◆ EXERCISE 1 ◆
Select every line in the records below that contains the word "hair", and copy each one.

◆ TEXT PASSAGE ◆
╔══

Rational
It is desired that we add an “Repair” mechanism for Ubuntu Core devices to deal with extraordinary situations that require an out-of-band emergency update when the regular snapd update mechanism is not working for whatever reason (like a previous bad update, an incompatible combination of software or something that we did not foresee now).
Because of the powerful nature of this feature we created a very clear design to ensure this mechanism is secure, resilient, effective and transparent.
Running repairs
What repairs to run
The snap-repair code will retrieve the repairs, distributed as assertions, to run in sequence, retrieving and executing one at a time.
When running snap-repair after booting for the first time, a device will start from the beginning of the sequence.
In the future we don’t want devices to download and run all repairs that ever existed, many of which would not be relevant anymore. We expect snap-repair to grow mechanisms to decide a starting-point in the sequence, combining information from the image and possibly querying a service. Given that repairs are assertions that can be revisioned and updated, we expect to be able to postpone detailing this starting-point mechanism by knowing that if needed we can use the first repair in the sequence that will be a NOP/testing repair to control this for images with the first iteration(s) of snap-repair.

╚══

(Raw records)
╔══

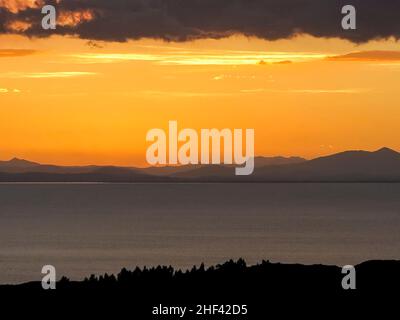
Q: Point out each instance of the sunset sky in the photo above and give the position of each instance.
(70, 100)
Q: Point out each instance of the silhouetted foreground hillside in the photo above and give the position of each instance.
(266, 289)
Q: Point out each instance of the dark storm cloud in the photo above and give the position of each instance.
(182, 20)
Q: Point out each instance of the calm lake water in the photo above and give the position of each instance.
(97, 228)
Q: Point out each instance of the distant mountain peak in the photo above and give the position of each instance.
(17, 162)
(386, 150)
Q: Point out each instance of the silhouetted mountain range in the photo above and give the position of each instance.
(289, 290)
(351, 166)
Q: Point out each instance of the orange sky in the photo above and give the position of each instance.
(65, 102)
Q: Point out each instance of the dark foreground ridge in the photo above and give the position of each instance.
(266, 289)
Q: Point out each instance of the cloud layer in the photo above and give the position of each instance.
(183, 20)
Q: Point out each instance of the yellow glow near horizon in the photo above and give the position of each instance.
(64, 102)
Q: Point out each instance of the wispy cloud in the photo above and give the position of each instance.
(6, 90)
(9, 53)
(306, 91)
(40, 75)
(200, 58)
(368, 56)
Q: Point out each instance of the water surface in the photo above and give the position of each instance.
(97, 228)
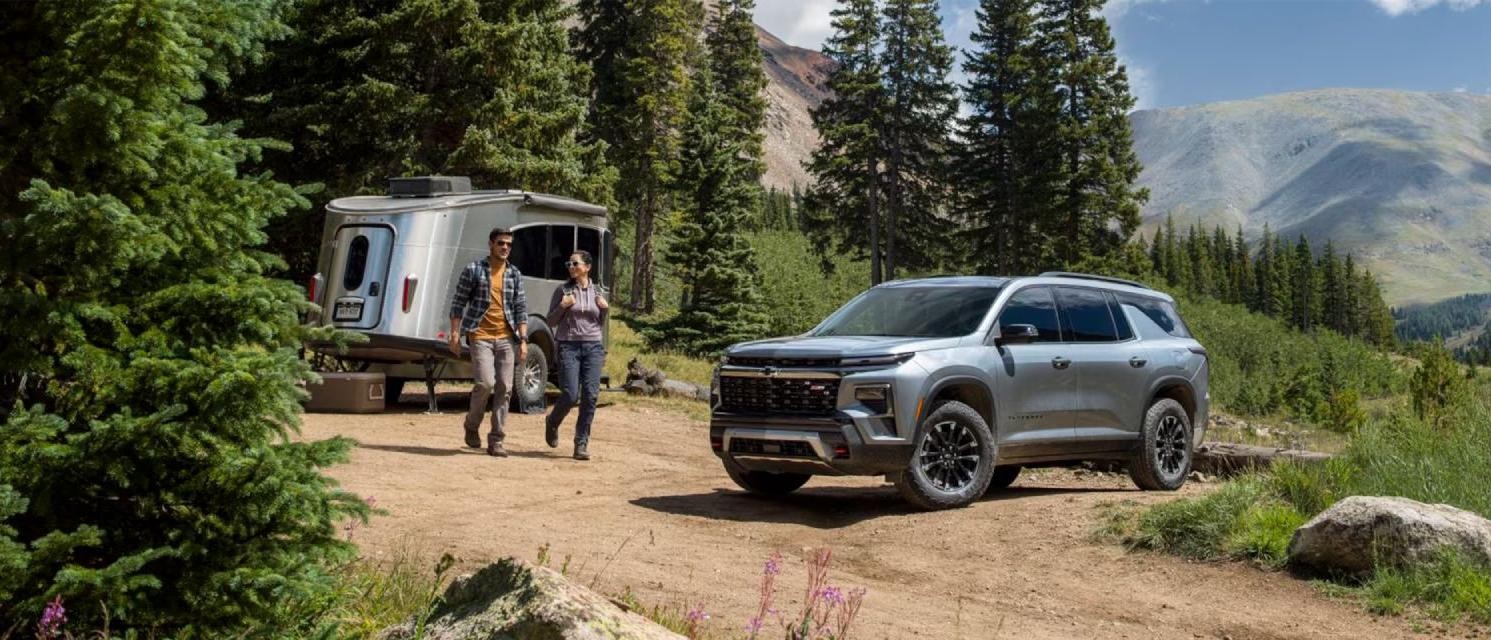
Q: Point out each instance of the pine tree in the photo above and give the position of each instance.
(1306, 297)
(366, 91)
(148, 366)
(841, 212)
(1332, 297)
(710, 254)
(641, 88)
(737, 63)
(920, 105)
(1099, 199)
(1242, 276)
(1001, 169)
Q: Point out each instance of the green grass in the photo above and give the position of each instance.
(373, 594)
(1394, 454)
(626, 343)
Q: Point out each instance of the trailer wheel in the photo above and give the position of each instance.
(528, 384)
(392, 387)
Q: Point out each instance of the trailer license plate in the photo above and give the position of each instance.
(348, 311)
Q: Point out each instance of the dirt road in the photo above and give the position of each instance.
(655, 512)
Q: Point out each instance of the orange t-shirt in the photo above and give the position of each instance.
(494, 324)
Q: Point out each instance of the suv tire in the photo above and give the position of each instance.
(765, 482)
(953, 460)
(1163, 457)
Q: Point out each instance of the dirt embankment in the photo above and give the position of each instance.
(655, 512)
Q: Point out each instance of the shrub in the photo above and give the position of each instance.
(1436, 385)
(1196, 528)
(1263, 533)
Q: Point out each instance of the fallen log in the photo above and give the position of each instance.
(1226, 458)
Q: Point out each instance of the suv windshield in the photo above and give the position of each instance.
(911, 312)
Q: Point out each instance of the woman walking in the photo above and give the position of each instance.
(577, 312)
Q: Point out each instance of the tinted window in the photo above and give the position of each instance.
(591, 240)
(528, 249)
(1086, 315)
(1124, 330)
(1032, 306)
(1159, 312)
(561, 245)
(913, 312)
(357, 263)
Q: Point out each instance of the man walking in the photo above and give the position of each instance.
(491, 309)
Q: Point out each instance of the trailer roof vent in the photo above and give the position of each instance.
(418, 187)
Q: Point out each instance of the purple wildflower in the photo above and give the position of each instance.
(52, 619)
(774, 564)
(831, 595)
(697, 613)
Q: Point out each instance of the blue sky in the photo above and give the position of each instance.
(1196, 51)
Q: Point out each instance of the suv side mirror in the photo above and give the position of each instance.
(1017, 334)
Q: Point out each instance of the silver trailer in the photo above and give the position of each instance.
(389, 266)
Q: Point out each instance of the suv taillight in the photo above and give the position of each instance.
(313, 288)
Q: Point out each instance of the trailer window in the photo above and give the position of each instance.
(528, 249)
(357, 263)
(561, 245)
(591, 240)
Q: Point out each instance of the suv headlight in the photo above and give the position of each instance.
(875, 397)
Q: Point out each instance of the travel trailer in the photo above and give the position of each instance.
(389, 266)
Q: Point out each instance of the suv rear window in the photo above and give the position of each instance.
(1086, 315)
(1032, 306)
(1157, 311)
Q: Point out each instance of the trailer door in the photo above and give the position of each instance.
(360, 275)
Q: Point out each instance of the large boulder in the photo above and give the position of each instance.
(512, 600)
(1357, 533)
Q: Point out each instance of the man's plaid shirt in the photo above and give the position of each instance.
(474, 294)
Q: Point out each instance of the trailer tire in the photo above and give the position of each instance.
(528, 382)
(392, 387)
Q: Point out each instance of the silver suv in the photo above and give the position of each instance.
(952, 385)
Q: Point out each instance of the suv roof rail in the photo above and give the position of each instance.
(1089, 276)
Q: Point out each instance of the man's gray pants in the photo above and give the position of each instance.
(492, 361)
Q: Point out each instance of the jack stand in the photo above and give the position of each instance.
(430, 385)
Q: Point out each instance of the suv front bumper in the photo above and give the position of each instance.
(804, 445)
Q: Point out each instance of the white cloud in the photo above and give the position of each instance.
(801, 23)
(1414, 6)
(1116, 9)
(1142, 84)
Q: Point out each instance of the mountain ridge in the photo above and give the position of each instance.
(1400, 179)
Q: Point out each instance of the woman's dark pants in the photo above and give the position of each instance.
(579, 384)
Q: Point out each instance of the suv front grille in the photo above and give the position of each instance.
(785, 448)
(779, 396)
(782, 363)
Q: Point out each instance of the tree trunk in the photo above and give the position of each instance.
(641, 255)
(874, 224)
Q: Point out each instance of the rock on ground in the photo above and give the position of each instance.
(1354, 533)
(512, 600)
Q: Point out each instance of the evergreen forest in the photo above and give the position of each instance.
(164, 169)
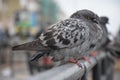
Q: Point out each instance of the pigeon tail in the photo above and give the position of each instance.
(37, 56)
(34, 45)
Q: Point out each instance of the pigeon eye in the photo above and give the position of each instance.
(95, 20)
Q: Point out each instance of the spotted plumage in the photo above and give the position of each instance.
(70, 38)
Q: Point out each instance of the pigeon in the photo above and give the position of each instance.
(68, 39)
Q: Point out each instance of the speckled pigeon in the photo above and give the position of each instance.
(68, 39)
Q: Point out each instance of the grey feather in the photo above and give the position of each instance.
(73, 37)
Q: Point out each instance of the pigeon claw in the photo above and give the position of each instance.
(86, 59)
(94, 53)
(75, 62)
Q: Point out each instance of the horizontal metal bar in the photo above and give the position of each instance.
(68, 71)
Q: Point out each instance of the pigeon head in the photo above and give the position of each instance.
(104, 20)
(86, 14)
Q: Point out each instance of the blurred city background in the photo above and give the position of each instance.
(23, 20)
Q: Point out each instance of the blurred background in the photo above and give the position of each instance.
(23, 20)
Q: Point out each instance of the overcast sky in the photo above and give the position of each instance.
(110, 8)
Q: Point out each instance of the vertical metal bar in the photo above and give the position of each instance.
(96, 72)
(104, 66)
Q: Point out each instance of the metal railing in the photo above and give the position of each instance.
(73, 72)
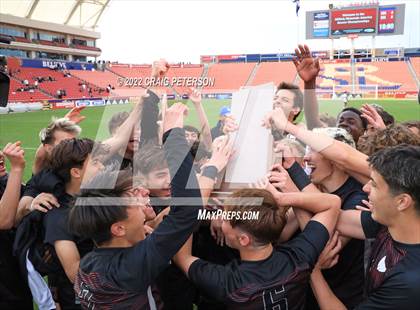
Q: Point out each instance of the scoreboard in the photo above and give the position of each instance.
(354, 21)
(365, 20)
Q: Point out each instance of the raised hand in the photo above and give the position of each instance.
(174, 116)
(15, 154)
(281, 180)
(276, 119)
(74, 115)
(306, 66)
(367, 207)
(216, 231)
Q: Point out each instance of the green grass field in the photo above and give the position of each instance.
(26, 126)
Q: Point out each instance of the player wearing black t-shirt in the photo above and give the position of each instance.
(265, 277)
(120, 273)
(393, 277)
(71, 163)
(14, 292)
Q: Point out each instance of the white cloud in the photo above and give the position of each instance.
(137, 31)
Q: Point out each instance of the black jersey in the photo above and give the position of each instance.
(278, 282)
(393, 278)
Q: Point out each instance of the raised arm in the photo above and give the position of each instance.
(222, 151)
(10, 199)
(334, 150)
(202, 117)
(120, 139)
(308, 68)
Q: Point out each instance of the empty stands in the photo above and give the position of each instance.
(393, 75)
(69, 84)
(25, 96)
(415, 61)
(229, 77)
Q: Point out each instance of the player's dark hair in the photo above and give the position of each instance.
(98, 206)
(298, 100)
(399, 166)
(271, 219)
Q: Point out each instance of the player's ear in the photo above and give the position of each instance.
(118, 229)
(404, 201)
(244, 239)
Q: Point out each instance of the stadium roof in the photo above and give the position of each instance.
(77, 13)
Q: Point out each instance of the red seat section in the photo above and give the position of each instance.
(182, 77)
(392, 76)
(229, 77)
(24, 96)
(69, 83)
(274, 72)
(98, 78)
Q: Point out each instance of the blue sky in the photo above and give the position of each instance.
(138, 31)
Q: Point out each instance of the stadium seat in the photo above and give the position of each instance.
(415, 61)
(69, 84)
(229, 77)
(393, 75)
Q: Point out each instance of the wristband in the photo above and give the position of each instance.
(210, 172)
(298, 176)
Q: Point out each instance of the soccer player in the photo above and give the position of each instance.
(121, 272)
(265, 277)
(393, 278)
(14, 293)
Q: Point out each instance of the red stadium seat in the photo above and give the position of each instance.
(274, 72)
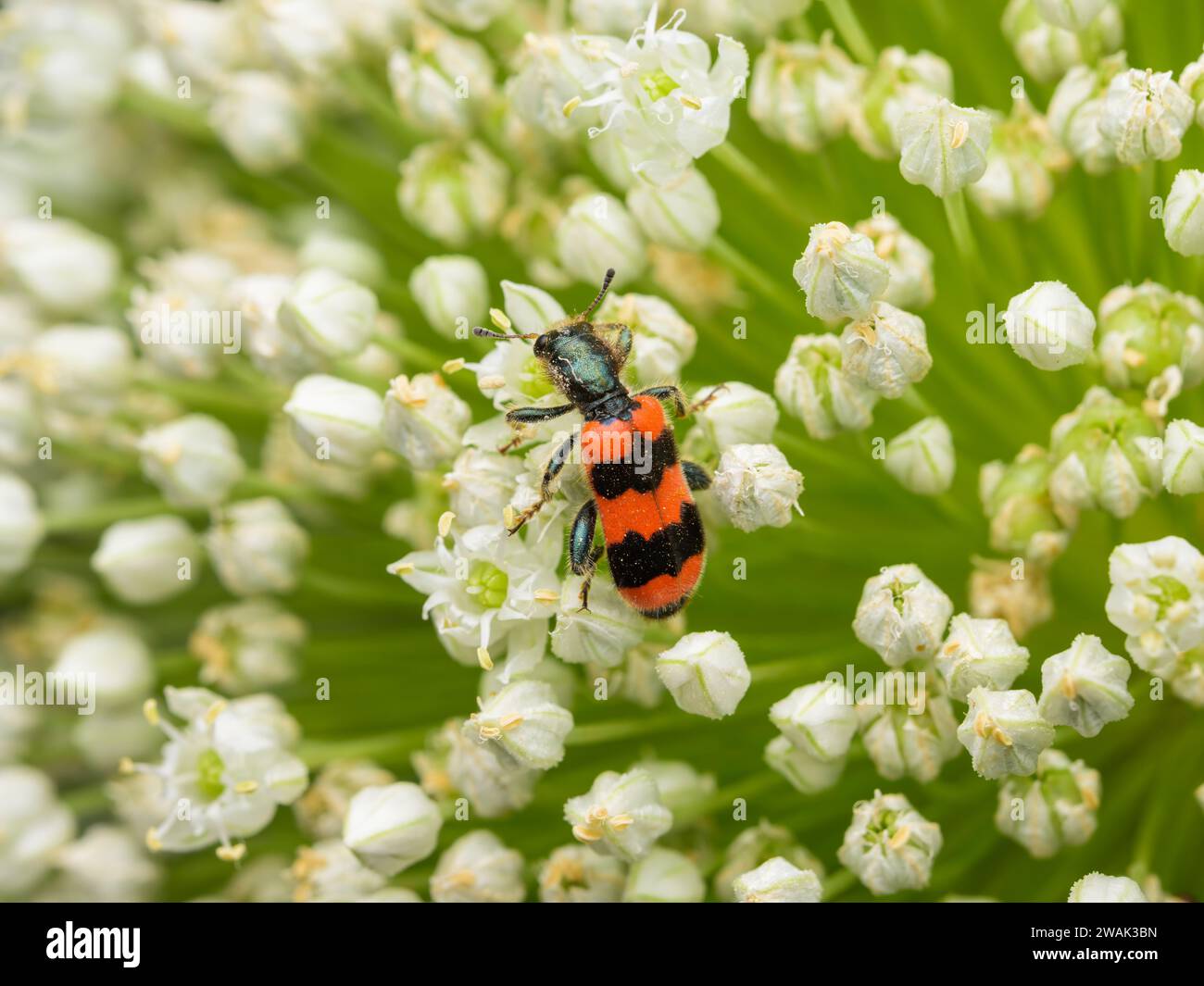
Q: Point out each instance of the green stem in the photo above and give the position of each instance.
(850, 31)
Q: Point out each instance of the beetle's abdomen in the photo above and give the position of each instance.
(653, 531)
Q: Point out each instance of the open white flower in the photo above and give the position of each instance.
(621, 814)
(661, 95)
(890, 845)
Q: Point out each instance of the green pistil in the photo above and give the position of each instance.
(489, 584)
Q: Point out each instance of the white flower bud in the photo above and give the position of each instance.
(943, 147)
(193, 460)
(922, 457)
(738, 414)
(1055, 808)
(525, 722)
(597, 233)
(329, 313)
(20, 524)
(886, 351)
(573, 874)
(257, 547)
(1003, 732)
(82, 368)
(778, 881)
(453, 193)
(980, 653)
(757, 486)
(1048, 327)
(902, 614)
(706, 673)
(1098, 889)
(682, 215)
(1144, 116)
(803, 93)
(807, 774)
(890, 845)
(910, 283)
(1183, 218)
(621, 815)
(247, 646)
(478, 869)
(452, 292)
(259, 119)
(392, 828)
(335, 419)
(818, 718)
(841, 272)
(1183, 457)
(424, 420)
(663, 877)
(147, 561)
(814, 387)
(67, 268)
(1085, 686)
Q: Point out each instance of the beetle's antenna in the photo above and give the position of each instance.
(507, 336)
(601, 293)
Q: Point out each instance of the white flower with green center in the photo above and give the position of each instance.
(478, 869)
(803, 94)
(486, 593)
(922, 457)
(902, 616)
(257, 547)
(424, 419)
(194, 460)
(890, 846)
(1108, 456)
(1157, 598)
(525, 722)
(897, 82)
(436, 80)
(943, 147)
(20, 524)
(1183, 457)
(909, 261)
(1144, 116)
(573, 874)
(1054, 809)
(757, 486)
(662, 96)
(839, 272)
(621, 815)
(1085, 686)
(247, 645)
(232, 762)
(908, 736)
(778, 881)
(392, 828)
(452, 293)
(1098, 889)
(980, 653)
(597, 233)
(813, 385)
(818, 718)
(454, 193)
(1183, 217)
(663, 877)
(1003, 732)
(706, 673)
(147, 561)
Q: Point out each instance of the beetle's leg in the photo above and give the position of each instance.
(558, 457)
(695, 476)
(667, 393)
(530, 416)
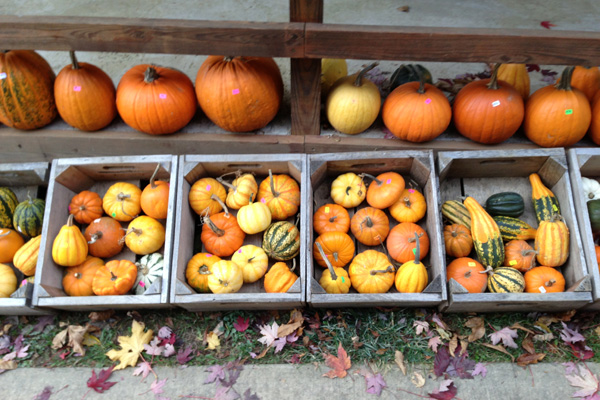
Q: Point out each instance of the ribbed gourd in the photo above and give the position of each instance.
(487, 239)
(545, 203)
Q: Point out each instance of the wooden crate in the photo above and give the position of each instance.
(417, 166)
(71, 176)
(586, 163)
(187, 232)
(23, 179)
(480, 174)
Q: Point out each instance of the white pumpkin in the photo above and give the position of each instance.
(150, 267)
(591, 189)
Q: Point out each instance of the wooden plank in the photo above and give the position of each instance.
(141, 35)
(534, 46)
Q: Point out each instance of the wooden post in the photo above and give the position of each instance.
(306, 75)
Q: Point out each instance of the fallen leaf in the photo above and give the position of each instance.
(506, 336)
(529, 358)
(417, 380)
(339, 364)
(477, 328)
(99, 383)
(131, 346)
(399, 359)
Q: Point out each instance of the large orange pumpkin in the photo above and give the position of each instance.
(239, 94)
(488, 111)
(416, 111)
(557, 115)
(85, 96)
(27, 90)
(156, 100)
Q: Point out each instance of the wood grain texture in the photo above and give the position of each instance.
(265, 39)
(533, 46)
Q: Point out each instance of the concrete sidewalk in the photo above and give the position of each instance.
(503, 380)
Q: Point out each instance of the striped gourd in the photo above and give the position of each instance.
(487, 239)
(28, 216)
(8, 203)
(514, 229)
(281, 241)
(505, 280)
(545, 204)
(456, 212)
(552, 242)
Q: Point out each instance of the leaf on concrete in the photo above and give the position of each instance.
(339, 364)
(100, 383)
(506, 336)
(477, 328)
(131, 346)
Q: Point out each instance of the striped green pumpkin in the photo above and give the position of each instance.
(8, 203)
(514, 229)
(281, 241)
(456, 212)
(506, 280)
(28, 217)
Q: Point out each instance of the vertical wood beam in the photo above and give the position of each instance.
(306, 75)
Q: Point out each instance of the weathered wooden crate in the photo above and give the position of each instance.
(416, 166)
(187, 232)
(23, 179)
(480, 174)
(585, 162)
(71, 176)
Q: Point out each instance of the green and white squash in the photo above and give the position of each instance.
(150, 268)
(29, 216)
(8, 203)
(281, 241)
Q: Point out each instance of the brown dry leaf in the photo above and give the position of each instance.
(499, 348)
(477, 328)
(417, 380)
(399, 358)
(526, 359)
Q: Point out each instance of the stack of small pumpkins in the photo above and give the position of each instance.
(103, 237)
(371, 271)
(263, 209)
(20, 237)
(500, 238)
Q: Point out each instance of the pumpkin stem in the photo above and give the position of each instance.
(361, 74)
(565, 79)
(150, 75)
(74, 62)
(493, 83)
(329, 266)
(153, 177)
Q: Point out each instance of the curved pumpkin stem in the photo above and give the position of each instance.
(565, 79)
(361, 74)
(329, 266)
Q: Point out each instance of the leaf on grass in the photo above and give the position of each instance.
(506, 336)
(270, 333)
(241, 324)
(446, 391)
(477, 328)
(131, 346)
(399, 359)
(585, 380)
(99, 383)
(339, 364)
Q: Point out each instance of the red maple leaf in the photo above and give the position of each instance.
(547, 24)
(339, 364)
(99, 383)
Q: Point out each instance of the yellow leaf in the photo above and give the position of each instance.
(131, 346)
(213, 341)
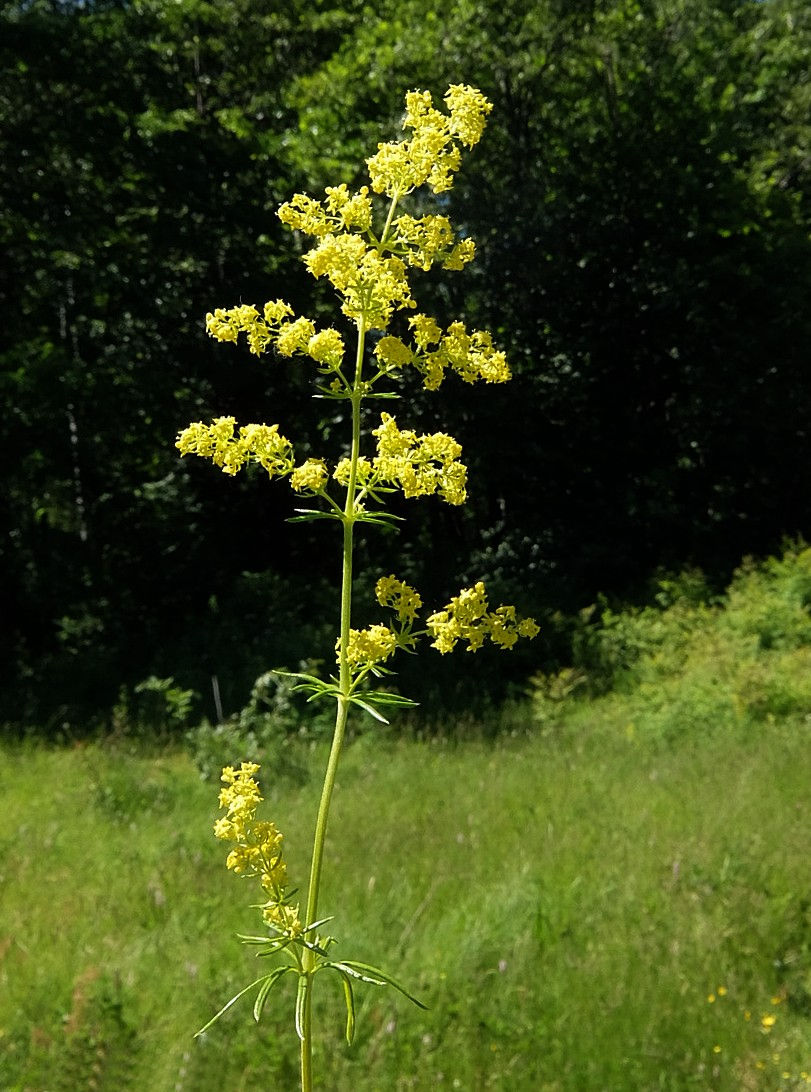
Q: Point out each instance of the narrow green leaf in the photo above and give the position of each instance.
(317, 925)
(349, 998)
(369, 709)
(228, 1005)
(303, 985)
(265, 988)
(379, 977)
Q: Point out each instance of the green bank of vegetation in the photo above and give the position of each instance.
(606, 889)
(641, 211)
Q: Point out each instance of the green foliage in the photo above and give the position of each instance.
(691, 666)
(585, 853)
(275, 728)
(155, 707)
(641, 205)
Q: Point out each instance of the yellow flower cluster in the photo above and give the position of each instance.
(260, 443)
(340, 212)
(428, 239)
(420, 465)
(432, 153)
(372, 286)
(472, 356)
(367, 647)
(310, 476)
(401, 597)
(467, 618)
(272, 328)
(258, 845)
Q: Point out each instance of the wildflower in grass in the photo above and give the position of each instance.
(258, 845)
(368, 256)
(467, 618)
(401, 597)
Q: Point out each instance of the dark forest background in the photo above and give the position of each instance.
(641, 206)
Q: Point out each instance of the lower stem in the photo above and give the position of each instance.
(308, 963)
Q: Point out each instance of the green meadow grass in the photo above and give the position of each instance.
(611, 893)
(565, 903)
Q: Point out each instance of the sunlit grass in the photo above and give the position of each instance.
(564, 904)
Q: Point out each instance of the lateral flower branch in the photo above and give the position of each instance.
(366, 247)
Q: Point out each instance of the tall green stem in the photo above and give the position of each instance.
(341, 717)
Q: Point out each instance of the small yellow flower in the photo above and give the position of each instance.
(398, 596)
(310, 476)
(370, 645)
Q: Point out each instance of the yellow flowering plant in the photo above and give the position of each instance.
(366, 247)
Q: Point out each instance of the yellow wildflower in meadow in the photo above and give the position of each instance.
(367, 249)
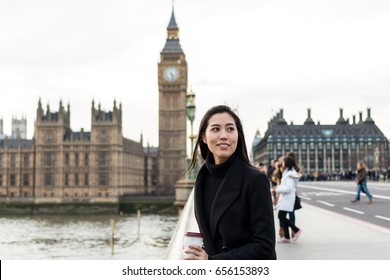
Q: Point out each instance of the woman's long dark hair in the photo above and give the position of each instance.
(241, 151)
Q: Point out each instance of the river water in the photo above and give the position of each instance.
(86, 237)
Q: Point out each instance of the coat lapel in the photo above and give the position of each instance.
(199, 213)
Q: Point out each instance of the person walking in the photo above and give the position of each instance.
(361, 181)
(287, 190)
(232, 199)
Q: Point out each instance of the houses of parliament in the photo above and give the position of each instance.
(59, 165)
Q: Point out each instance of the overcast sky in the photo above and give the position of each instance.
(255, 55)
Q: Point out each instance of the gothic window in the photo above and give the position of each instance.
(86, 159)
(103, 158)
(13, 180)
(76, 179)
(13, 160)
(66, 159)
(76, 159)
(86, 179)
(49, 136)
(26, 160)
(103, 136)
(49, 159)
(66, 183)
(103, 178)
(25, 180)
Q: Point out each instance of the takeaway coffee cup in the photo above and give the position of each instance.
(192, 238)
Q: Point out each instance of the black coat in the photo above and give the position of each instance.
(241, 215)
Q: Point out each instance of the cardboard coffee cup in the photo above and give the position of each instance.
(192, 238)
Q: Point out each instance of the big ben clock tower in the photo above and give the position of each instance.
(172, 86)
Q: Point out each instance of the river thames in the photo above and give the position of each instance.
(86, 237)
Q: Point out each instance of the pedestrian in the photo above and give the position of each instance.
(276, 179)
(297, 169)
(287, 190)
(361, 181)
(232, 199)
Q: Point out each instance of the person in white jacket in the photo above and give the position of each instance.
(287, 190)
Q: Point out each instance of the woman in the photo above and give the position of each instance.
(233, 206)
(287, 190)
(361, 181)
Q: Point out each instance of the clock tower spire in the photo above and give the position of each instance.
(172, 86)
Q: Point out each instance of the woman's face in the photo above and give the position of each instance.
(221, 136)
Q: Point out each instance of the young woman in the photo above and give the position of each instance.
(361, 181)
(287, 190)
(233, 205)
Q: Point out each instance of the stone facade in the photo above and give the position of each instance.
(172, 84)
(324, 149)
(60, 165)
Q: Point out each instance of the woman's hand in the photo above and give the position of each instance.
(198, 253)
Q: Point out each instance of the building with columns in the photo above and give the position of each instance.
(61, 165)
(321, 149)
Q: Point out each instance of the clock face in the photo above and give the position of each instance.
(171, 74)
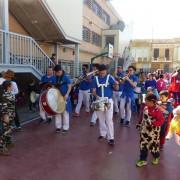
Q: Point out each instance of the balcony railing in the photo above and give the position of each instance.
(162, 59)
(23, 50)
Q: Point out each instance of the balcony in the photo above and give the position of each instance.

╚══

◆ EXERCISE 2 ◆
According to the Ubuntu Core repair passage, where in the sequence does a device start when it runs snap-repair after booting for the first time?

◆ CORRECT OUTPUT 1 ◆
Q: Point out each instance of the player's dark hair in the photo above and give the position of each instance.
Q: Point out each instance of the woman's long dark hair in the photo above and give the position of each instance.

◆ CORRECT OUTPUT 2 ◆
At the beginning of the sequence.